[Records drawn from a dataset]
--- START ---

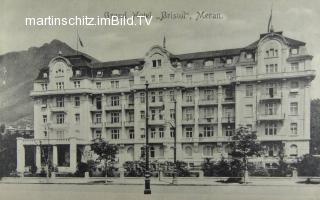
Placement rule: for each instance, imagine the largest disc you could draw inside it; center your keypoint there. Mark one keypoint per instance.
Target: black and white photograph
(171, 99)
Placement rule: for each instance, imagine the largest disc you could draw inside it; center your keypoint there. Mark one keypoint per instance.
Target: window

--- END ---

• PROBLEM DESCRIPTION: From the first line to the last, retype the entries above exactly, minus the pictures.

• ANSWER SECTION:
Placement rule: for each instance, imagine the largest disc you could draw inside it; center your keypoint there. Mark one keypoint per instance.
Target: black and white photograph
(171, 99)
Placement rule: for each instance, imagine the largest disc you could draw inside it; center your keypoint there. Mark one keypoint per instance.
Target: window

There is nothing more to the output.